TASK PROMPT — Gather every line of the records that contains the string "query".
::::::::
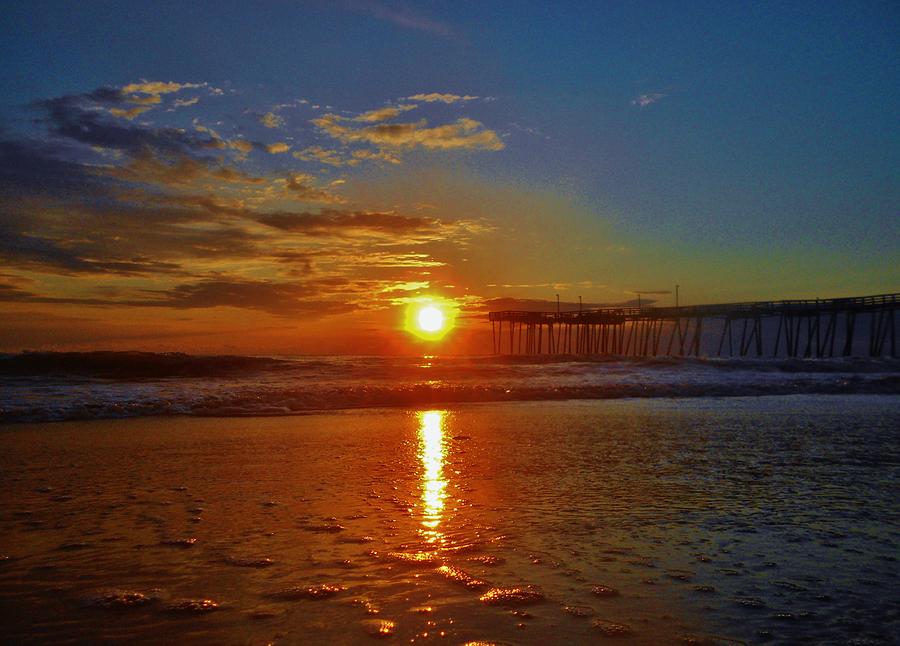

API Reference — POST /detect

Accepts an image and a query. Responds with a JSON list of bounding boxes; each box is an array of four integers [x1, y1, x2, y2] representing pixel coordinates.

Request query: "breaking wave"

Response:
[[0, 352, 900, 423]]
::::::::
RESPONSE TO THE TASK —
Accepts an image and a query. Responds with a JSON list of bounding boxes; each box is an array of four integers [x1, y1, x2, y2] representing pixel coordinates.
Request query: "breaking wave"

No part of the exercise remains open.